VORLIEGENDER TEXT:
..............................

Buxtehude. Buxtehudes Handballjungstar spricht über das erste große Turniererlebnis und die Heim-WM 2017 in der Barclaycard-Arena.

Seit Sonnabendmorgen ist Emily Bölk nach einer langen Mannschaftsbus-Tour aus Schweden zurück in ihrer Heimatstadt Buxtehude. Die erst 18-Jährige hatte mit durchschnittlich 20:49 Einsatzminuten und insgesamt 16 Toren beachtlichen Anteil am Erreichen des sechsten Platzes bei der Handball-Europameisterschaft, die erneut Norwegen mit einem 30:29-Finalsieg gegen die Niederlande gewann. Bis Weihnachten hat Bölk jetzt erst einmal frei. An diesem Montag will sie über den Weihnachtsmarkt vorm Hamburger Rathaus bummeln.

Müssen Sie jetzt noch im Eiltempo Ihre Weihnachtsgeschenke besorgen?

Emily Bölk: Ich habe schon die Zeit vor dem Lehrgang und der EM genutzt, um die größten Sachen abzuarbeiten und Ideen zu sammeln. Jetzt kommen noch die letzten Restgeschenke und das Einpacken und so weiter. Die größte Weihnachtsarbeit habe ich schon erledigt.

Bei der EM wurde auch die internationale Presse auf Sie aufmerksam. Sie bekamen wie einst NBA-Star Dirk Nowitzki den Namen „German Wunderkind“. Wie gehen Sie mit dem gestiegenen Interesse um?

Ich versuche alle Fragen wahrheitsgemäß zu beantworten – auf welcher Sprache auch immer.

Als Teamjüngste haben Sie noch immer eine ganz bodenständige Pflichtaufgabe ...

Ich bin fürs Ballnetz zuständig – wie in Buxtehude auch. Ansonsten ist es aber nicht so, dass die Jüngste alles hinterhertragen muss, jeder hat da ein Amt.

Ihre Eltern, die 1993er-Weltmeisterin Andrea Bölk und der frühere Fredenbecker Bundesligaspieler Matthias Bölk, sind bis zum ersten Hauptrundenspiel gegen Serbien (26:19) als Zuschauer mitgereist. Welches Feedback gab es von den beiden?

..............................

BEREITGESTELLTES MATERIAL:

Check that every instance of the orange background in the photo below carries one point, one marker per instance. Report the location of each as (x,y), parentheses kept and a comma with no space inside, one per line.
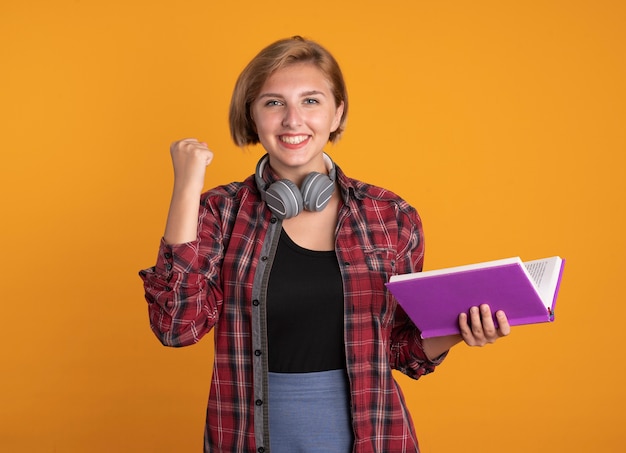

..............................

Zähle alle Länder auf, die im Text über Emily Bölk genannt werden. Das Material stammt aus einer anderen Quelle als der Text.

Schweden, Norwegen, die Niederlande, Serbien